======== Passage provided

Ultimately, we believe that the blockchain system will consist of many different chains and ecosystems, each of them offering its benefits and use cases. Interoperability between these different ecosystems will be important as we work toward the future of DeFi and Web3.

Ishan Pandey: Can you please share some tips for beginners in crypto trading. Also, what are some of the risks of participating in this activity, especially for novice traders, and how can they be avoided?

Rachel Lin: A common mistake many traders make in the beginning is trading based on hype. Influencers are shilling the “next big” token or project every day, and novice traders often get caught up in the hype and make rash trades. Of course, speculators play an important role in any healthy financial market, and hype does play a role in adoption.

It’s important to research a project before investing. Learn about the utility of the token, how it fits into the project, and what it does. Doing so will allow you to make a more informed decision.

There are always risks associated with crypto investing. If you buy into a token that’s pumping, it may fall in price just as quickly. Trending projects, specifically meme-based projects, can also be risky investments. Again, research is key here, as is hedging your positions. This is where derivatives come into play—you can take long positions and short positions to hedge risk.

Ishan Pandey: Please tell us a little bit about SynFutures and the future of decentralized crypto-based derivatives?

Rachel Lin: SynFutures is a decentralized derivatives protocol that enables trading on anything at any time. Users can create their asset pairs in a permissionless way and take leveraged long or short positions based on anything such as BTC, altcoins, gold, hash rate, and real-world assets. 

The future of decentralized crypto-based derivatives is very promising, as we’re already starting to see progress in DeFi and significant interest in derivatives. In traditional finance, derivatives trading is not as easily accessible, so at SynFutures we’re working to make the process as seamless as possible for investors at every level.

Ishan Pandey: What, according to you, will have the greatest impact on the institutional adoption of Bitcoin, and how long do you think the current price rally will last?

================
======== Data supplied

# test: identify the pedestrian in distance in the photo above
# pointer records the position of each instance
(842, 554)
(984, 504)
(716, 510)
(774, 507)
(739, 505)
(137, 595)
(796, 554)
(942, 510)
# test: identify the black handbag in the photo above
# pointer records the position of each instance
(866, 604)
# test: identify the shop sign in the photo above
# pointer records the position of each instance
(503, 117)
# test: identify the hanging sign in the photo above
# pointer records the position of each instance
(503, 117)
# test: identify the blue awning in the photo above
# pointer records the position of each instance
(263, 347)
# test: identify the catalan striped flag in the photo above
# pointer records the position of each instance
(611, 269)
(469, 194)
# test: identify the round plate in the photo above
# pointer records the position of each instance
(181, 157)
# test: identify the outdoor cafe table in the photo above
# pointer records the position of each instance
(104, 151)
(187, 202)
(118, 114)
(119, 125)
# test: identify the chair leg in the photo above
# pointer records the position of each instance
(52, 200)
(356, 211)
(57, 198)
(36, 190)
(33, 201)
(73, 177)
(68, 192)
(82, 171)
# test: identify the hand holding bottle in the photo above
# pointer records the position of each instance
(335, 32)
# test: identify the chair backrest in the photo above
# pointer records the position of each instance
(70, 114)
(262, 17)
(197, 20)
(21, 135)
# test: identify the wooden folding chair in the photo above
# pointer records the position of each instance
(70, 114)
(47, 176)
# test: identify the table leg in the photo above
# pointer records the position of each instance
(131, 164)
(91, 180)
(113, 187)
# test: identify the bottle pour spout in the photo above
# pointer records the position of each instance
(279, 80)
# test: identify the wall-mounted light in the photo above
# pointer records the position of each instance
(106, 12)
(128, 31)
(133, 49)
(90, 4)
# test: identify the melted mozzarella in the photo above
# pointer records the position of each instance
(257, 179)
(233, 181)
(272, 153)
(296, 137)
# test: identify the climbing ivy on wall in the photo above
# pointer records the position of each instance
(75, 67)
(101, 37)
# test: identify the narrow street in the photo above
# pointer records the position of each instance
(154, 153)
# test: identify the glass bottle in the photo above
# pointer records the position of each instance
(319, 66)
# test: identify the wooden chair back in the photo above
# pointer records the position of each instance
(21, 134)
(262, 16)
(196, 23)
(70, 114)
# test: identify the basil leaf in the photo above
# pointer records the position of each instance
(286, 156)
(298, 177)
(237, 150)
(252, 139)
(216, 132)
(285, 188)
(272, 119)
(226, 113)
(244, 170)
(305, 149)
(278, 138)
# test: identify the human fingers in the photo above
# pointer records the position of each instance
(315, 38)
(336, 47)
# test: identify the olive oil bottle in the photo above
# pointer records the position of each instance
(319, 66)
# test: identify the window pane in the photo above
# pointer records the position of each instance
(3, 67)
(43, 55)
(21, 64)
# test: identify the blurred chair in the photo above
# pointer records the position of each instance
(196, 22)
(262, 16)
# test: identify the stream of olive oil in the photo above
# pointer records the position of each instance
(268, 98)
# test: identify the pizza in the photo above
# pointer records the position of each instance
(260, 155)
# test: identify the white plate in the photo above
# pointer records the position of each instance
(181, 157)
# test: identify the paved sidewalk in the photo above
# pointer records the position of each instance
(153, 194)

================

Extend the interview on crypto trading and derivatives, picking up after its final line.

_Written reply_.
Rachel Lin: Regulation will significantly impact Bitcoin and crypto adoption. We can expect adoption to follow as we see more constructive regulation and clarity.

There are varying opinions on the current price rally, but the general consensus is that the next bear market cycle will be different from past ones. With crypto seeing more mainstream adoption and attention from TradFi institutions, we’re in a very different position than we were just a few years. As an asset class, crypto is more resilient than ever.

Ishan Pandey: What role has the pandemic played in allowing traders to profit from cryptocurrency investments? Also, what do you think the post-covid-19 scenario would look like for the blockchain ecosystem?

Rachel Lin: The pandemic has played an important role in boosting crypto adoption because there were many depressed asset classes during this time period. Investors hedge their bets on risker asset classes when interest rates are low, so crypto was an attractive option.

While every financial market has ups and downs, we can expect to see greater adoption for crypto and crypto-related financial services post-pandemic. We’re already seeing fintech platforms like PayPal incorporate Bitcoin into their services, which will further drive adoption.

Ishan Pandey: According to you, what new blockchain trends are we going to see in 2022?

Rachel Lin: Toward the end of 2021, the future of the metaverse and Web3 became more widely discussed to expect progress in these sectors. I also expect to see DeFi become an important part of other emerging sectors, like NFTs, Play-to-Earn, and GameFi (Gaming and DeFi).

As I’ve touched on, regulation will be an essential factor in crypto adoption and direct what sectors see growth throughout the year and beyond.

Disclaimer: The purpose of this article is to remove informational asymmetry existing today in our digital markets by performing due diligence, asking the right questions, and equipping readers with better opinions to make informed decisions.